## [BRANO FORNITO]
-.-.-

La storia, 30 anni di bullismo nel silenzio

La storia, 30 anni di bullismo nel silenzio

Chiara Cenini

La storia, 30 anni di bullismo nel silenzio

mercoledì 29 Settembre 2021 - 08:51

Ci ha raccontato la sua lunga e triste vicenda di bullismo. Non ce la fa più e chiede che finalmente si ponga fine all'umiliante persecuzione

Trent’anni di bullismo, nascosto nel silenzio. Protagonista sfortunato di una brutta storia di bullismo e accanimento su un più debole e’ un “ragazzo” siciliano di un paesino vicino Agrigento.
Purtroppo ha riportato dalla nascita problemi cerebrali che gli hanno procurato anche i successivi handicap fisici: soffre di epilessia, ha una vistosa scoliosi, ma ragiona molto bene e finalmente ha deciso di raccontare il male subìto. Oggi quel ragazzo ha 37 anni e finalmente riesce, grazie all’ aiuto del web ad aprirsi, a parlare del suo calvario che dura da una vita, preda fin dalle scuole elementari di coetanei che ridevano di lui, isolandolo e maltrattandolo. Così, via via fino ad oggi.

-.-.-

## [ELENCO FORNITO]
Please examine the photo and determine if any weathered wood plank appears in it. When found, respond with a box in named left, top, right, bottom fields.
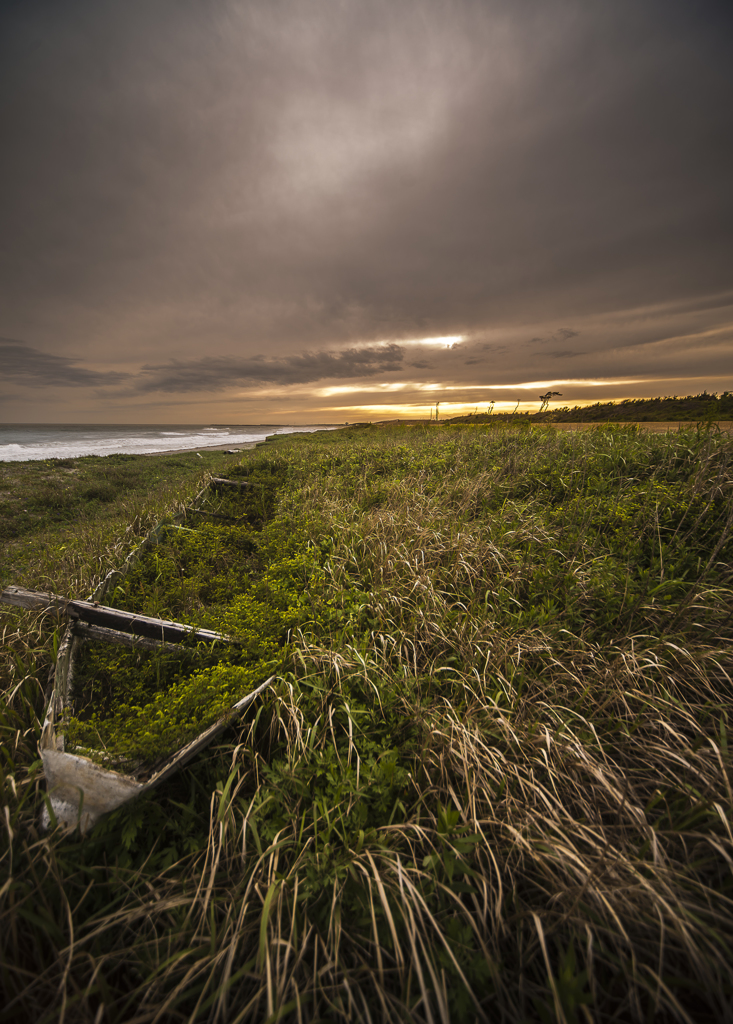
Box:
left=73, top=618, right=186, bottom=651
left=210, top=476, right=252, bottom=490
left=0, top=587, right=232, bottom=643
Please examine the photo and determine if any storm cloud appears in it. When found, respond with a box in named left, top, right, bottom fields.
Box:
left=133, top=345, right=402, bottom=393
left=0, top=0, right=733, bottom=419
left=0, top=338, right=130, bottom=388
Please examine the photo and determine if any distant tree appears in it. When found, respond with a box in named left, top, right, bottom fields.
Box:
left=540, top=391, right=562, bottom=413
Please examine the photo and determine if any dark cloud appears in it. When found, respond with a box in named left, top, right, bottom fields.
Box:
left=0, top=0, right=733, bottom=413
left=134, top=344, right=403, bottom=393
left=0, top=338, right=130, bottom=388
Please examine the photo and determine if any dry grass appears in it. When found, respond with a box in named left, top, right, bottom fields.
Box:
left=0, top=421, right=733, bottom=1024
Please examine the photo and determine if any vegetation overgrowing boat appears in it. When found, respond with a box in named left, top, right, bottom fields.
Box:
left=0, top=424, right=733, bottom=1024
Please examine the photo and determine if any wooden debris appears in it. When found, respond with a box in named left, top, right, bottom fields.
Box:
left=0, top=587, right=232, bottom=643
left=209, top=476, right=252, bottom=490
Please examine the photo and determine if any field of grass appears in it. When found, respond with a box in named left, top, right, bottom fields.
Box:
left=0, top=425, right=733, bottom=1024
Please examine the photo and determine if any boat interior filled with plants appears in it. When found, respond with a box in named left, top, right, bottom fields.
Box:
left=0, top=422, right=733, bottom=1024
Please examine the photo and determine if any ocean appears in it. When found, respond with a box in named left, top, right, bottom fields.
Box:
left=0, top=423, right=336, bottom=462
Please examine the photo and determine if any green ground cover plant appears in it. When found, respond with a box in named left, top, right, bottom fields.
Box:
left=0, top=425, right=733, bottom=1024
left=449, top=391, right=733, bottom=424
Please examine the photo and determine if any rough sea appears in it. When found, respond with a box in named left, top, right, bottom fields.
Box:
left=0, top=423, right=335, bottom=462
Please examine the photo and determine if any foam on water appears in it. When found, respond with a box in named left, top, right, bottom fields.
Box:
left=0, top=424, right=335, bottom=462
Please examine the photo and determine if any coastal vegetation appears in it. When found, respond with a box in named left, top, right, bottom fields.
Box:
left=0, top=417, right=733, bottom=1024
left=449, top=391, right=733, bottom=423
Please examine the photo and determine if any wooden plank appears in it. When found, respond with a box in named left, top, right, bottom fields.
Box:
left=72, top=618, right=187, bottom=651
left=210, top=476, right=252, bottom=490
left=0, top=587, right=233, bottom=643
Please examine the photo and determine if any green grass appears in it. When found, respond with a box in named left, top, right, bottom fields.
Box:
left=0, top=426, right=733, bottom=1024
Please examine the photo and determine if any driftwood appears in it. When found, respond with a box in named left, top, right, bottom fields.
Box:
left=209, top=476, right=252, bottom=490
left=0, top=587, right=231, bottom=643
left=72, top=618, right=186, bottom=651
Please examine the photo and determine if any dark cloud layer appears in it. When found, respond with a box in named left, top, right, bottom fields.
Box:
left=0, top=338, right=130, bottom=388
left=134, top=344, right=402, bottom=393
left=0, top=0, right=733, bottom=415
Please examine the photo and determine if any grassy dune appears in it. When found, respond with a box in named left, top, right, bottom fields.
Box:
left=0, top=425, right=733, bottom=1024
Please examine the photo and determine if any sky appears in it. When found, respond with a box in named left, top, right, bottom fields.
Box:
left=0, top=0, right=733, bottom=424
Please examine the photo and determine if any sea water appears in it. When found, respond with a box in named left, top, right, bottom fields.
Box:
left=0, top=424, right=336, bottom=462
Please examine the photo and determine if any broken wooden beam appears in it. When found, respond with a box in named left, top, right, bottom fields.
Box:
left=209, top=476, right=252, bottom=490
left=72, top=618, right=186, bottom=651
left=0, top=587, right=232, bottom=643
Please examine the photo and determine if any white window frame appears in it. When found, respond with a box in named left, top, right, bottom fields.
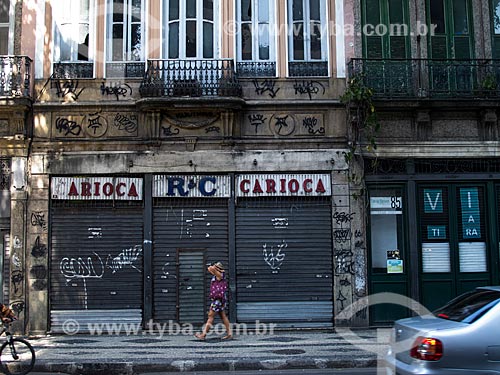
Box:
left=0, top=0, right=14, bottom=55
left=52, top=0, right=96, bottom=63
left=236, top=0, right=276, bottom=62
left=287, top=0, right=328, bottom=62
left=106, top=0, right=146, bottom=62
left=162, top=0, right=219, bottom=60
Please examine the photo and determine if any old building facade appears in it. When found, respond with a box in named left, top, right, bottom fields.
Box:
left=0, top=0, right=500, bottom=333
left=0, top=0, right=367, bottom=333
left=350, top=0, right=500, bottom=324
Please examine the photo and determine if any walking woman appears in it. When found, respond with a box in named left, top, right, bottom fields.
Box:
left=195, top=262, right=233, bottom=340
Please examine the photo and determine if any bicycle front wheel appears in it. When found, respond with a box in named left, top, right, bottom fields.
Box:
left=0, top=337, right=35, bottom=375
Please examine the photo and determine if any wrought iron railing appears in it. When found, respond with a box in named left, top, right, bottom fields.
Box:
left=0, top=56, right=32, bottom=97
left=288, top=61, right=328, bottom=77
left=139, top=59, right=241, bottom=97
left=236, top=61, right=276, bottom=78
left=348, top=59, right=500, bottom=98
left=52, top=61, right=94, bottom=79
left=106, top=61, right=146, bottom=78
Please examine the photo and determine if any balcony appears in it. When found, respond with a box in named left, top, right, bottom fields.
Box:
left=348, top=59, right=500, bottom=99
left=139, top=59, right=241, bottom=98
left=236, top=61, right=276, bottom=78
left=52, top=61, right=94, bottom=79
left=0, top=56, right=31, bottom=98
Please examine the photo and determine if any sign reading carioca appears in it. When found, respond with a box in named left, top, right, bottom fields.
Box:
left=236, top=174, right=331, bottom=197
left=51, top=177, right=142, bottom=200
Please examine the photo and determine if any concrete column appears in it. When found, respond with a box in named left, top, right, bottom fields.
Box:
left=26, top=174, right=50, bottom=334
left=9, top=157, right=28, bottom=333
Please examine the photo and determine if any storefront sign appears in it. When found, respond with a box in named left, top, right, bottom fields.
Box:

-.-.-

## [ESERCIZI]
1. Nel brano sul bullismo, elenca i comportamenti dei coetanei verso il ragazzo fin dalle scuole elementari.
2. Prosegui il brano sul bullismo dopo l'ultima frase.
L'elenco non ha alcun legame con il brano sul bullismo.

## [SOLUZIONI]
1.
- ridevano di lui
- lo isolavano
- lo maltrattavano

2.
La paura di denunciare gli abusi

Quando chiediamo perché non abbia mai denunciato gli abusi, ci racconta di aver avuto molta paura, e di aver voluto proteggere i suoi genitori e soprattutto la mamma ammalata, per non farle pesare ancor di più il dolore che solo una madre può portare in cuore quando un figlio nasce con un problema che lei e nessuno avrebbero potuto evitare.

Ha paura, ma ad oggi è stanco, non sono più i coetanei del suo paese a bullizzarlo, ma i ragazzini: ” Le nuove leve” 17 , 18 anni, difesi da genitori che, noncuranti di quanto Sasà ha raccontato loro, non prendono nessun provvedimento. Lui si scusa perché a tratti balbetta mentre racconta, dice che è privo di uscire di casa: tre, quattro di loro lo aspettano, lo accerchiano e lo picchiano, gli spengono le cicche delle sigarette sulle mani; gli hanno persino rotto un dito, lo minacciano e poi lo lasciano li per terra solo, piegato dalle botte, ma forse molto di più dall’umiliazione, la vergogna di un qualcosa che non ha saputo affrontare, un dolore lungo 37 anni, “un’accettazione mancata di una normalità tanto voluta.”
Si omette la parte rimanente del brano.